● TRY IT
For the records below, reproduce exactly the line that contains "In this exercise you will find the amber" and all subsequent lines, with nothing left out and nothing added.

══ DATA FOR ANALYSIS ══

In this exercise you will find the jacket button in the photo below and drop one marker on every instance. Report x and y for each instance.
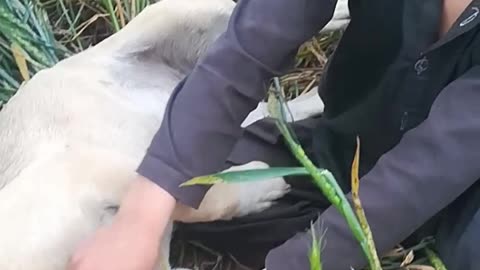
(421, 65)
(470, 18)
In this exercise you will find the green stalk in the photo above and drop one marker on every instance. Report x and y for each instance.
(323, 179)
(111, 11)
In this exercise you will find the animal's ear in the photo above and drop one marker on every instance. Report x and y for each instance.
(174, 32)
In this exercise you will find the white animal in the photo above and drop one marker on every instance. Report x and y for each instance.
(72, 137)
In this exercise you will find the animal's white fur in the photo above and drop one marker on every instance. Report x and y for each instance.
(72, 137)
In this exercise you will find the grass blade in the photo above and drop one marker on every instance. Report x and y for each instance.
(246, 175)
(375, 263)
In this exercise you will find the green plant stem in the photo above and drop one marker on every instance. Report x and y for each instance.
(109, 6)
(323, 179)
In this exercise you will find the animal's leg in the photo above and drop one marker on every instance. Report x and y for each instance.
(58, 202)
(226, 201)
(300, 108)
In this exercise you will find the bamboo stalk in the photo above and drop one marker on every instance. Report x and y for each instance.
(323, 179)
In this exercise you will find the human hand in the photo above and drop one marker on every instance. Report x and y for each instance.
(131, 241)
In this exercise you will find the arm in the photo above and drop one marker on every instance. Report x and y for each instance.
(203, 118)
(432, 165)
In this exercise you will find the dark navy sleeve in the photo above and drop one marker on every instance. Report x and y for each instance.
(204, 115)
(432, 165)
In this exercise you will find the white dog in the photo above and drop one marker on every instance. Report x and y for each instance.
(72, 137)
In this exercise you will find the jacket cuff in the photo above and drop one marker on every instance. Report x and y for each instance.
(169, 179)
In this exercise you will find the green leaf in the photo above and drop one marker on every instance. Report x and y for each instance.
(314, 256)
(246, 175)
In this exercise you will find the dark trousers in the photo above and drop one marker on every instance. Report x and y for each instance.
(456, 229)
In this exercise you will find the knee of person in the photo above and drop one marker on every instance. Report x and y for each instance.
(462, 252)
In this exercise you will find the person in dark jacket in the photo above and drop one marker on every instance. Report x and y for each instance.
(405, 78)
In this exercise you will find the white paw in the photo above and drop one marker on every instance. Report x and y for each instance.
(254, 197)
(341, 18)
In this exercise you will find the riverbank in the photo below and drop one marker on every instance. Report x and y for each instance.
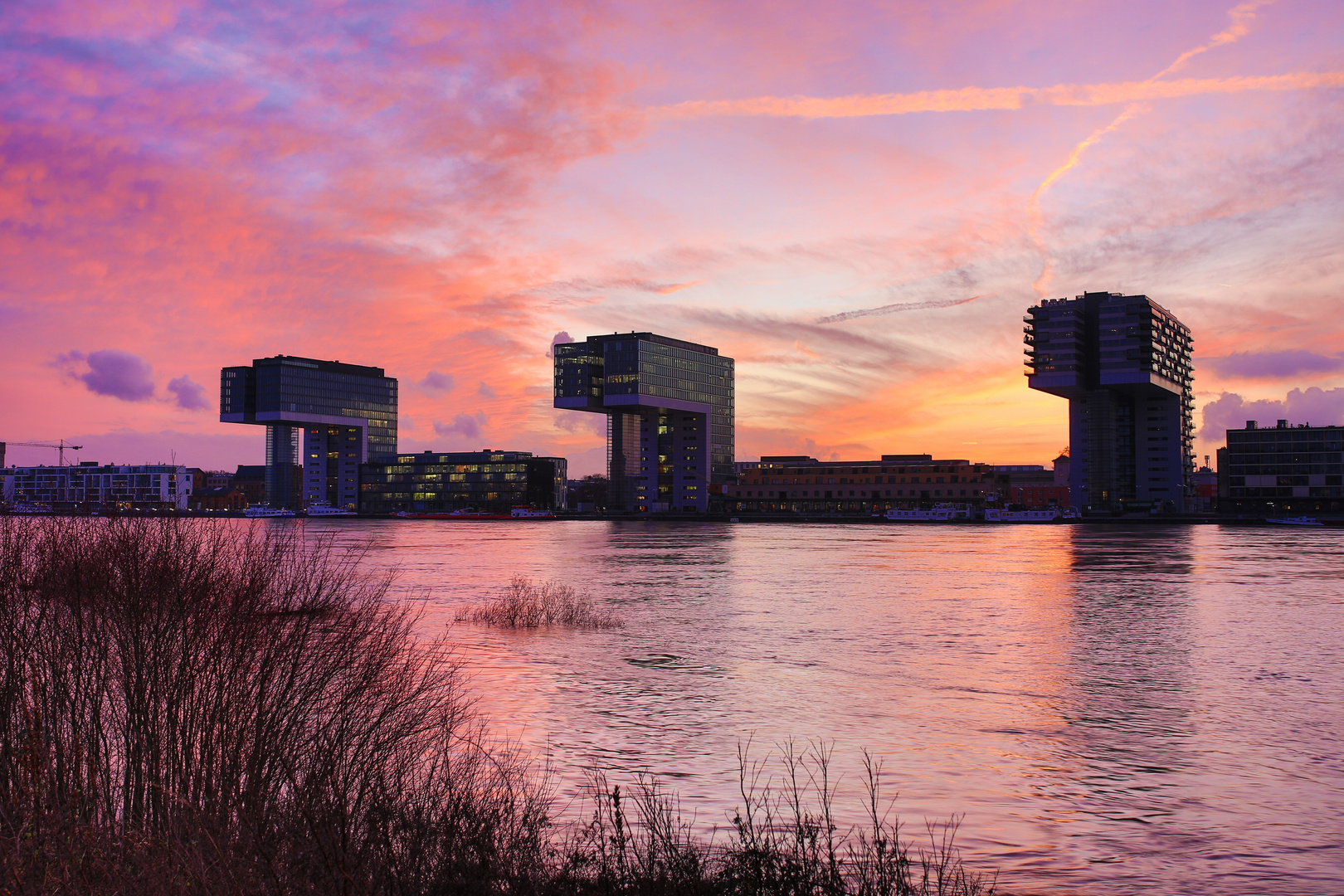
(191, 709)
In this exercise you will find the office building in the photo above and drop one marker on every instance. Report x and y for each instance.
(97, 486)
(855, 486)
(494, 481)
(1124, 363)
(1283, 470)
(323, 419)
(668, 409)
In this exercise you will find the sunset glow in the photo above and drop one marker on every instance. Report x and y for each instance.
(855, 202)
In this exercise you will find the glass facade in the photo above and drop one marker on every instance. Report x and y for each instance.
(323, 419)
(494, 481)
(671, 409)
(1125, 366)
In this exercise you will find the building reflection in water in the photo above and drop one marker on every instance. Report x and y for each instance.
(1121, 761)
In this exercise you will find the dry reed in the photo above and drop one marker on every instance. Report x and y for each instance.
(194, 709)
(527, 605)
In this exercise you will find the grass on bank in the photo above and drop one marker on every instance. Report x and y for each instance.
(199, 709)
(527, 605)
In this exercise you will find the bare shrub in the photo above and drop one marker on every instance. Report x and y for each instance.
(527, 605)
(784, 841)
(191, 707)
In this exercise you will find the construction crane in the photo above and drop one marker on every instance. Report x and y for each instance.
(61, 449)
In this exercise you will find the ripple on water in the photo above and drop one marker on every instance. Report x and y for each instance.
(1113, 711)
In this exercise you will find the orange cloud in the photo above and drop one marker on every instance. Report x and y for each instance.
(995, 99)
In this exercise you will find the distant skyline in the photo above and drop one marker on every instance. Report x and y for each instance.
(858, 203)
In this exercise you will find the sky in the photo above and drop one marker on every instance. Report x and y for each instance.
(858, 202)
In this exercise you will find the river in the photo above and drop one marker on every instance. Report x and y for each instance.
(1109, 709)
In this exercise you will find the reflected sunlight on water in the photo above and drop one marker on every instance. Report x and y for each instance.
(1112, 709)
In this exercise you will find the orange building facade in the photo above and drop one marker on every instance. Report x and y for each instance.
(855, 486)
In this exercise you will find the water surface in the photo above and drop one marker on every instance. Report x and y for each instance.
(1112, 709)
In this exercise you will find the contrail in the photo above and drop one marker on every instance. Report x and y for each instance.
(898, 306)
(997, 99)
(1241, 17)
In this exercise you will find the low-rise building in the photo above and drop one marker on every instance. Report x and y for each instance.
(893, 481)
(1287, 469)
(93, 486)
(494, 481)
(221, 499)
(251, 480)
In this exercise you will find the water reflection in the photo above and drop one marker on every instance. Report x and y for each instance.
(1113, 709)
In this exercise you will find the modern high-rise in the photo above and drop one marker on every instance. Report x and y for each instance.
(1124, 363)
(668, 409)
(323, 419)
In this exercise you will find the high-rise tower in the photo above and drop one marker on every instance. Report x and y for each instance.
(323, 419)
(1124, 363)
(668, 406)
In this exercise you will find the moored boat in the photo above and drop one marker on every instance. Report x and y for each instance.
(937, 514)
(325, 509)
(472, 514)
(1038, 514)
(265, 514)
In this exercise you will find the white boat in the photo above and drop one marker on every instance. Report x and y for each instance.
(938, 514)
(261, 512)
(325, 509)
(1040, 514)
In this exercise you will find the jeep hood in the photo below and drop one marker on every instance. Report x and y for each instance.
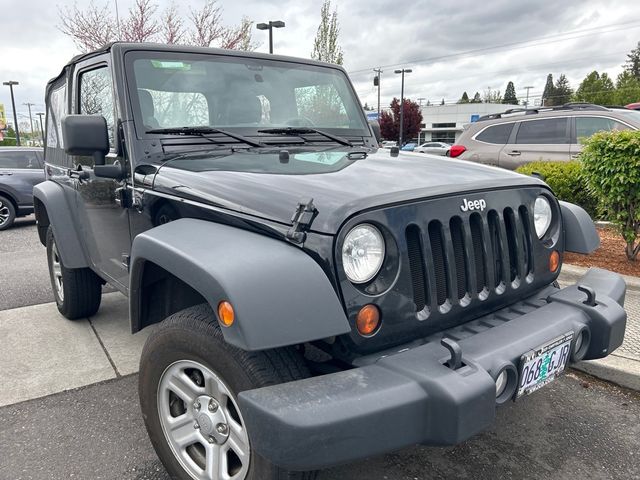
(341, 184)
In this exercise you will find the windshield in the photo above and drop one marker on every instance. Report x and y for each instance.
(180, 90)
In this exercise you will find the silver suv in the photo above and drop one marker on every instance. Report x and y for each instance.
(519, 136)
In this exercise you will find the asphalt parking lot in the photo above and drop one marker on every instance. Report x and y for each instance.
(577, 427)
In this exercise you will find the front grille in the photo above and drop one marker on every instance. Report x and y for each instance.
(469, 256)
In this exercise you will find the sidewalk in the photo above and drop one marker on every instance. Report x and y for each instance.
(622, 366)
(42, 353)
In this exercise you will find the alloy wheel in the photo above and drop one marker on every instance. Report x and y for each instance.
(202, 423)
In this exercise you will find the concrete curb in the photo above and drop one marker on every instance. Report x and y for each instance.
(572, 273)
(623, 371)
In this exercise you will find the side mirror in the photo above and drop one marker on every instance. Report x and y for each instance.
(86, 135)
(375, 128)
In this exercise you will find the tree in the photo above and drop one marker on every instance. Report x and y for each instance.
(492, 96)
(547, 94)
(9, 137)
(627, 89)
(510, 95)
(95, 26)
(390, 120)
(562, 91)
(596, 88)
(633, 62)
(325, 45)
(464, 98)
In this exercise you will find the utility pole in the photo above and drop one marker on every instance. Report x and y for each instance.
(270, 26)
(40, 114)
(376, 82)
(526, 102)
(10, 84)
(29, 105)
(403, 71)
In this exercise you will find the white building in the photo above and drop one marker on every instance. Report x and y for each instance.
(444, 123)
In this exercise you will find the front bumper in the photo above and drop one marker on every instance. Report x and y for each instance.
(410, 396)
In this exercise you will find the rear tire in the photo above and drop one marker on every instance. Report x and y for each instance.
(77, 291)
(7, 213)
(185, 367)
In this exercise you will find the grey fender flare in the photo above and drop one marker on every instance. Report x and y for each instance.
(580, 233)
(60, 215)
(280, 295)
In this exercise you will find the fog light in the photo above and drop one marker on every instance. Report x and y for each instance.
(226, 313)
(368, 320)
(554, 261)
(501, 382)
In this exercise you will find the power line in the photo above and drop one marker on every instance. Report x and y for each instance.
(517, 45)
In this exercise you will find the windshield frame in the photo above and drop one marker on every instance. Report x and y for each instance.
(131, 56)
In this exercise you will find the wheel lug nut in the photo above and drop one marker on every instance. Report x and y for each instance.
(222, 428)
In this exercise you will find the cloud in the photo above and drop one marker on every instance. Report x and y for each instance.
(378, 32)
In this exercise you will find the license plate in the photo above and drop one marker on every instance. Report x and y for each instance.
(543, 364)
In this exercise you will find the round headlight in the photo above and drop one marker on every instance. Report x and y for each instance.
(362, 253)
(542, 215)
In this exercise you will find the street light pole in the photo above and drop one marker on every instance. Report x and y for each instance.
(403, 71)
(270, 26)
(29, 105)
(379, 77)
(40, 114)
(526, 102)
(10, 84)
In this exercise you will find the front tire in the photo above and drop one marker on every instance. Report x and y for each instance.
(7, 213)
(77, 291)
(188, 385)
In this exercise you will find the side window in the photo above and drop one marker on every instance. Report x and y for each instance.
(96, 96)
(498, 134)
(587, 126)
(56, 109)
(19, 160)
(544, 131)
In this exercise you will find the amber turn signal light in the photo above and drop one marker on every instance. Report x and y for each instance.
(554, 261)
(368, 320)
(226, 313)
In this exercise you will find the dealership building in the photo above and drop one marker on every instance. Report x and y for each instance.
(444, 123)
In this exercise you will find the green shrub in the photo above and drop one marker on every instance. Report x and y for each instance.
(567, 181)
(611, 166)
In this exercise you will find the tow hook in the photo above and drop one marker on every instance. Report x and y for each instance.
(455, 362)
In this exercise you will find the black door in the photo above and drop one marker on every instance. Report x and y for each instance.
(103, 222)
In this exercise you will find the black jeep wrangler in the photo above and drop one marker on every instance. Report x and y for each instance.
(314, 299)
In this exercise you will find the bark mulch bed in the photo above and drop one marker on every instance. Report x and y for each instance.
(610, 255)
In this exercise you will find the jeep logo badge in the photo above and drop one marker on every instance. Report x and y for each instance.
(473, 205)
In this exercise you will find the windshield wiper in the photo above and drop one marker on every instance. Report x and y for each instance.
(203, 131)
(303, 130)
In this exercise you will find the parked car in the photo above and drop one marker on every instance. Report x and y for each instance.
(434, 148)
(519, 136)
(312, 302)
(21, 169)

═══

● REPLY TO THE EXERCISE
In this exercise you will find the amber turn signal light in the photo above and drop one marker on every instance. Report x and y for each instance.
(554, 261)
(368, 320)
(226, 313)
In this exercise you will find the dealership building in the photo above and drop one marker on every instance. Report x and y for each instance.
(444, 123)
In this exercise you will find the green shrub in the photo above and drop one marker on every instance. Report x and y for each instance.
(567, 181)
(611, 166)
In this exercise you will find the tow hook in the photo above and drop one marker on every instance. Report x and y for each instance.
(455, 362)
In this exercise you will find the black door in the photo above and drop one marker on every instance. Report x and y for each instance.
(103, 222)
In this exercise you will find the black jeep wrangler in the photo above and drop one marker on every instance. Report x and y for each instance.
(314, 299)
In this exercise you will find the bark mulch bed in the photo above and drop one marker on every instance. Report x and y for each instance.
(610, 255)
In this exercise you will find the jeep logo badge in the photo above and drop one marker on every instance. Report x and y for each instance.
(473, 205)
In this exercise you will find the windshield wiper in the photo above and drop one marker on every instance. Report x and y for each instance.
(203, 131)
(303, 130)
In this exercise you will find the parked car in the photo above and drop one marker on every instance. Report x and y for each instance.
(434, 148)
(519, 136)
(312, 302)
(21, 169)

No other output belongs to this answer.